### TASK STATEMENT
Output all the data below verbatim.

### Extracted data entries
┄┄┄┄┄┄┄┄┄┄

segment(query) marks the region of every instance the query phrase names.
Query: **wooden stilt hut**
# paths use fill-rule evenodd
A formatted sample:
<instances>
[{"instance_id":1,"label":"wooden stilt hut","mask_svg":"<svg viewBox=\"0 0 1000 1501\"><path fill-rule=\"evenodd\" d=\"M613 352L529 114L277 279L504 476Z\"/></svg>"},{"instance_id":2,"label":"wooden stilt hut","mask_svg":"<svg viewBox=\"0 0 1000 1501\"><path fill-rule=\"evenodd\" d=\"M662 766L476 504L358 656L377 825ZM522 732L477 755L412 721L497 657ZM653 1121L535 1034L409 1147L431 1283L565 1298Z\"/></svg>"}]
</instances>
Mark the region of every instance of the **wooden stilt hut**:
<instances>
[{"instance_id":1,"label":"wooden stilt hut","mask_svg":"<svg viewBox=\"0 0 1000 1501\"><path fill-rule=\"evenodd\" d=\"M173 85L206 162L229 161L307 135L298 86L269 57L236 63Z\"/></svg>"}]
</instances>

┄┄┄┄┄┄┄┄┄┄

### FINISHED TASK
segment(query) marks the region of every instance the query phrase names.
Query: **wooden stilt hut**
# paths use fill-rule evenodd
A formatted sample:
<instances>
[{"instance_id":1,"label":"wooden stilt hut","mask_svg":"<svg viewBox=\"0 0 1000 1501\"><path fill-rule=\"evenodd\" d=\"M613 352L529 114L277 279L504 476Z\"/></svg>"},{"instance_id":2,"label":"wooden stilt hut","mask_svg":"<svg viewBox=\"0 0 1000 1501\"><path fill-rule=\"evenodd\" d=\"M662 766L476 504L358 656L377 825ZM522 732L477 755L412 721L497 657ZM653 1121L535 1034L409 1147L431 1283L565 1298Z\"/></svg>"}]
</instances>
Mark the region of every instance of the **wooden stilt hut**:
<instances>
[{"instance_id":1,"label":"wooden stilt hut","mask_svg":"<svg viewBox=\"0 0 1000 1501\"><path fill-rule=\"evenodd\" d=\"M173 85L206 162L229 161L307 135L298 86L269 57L236 63Z\"/></svg>"}]
</instances>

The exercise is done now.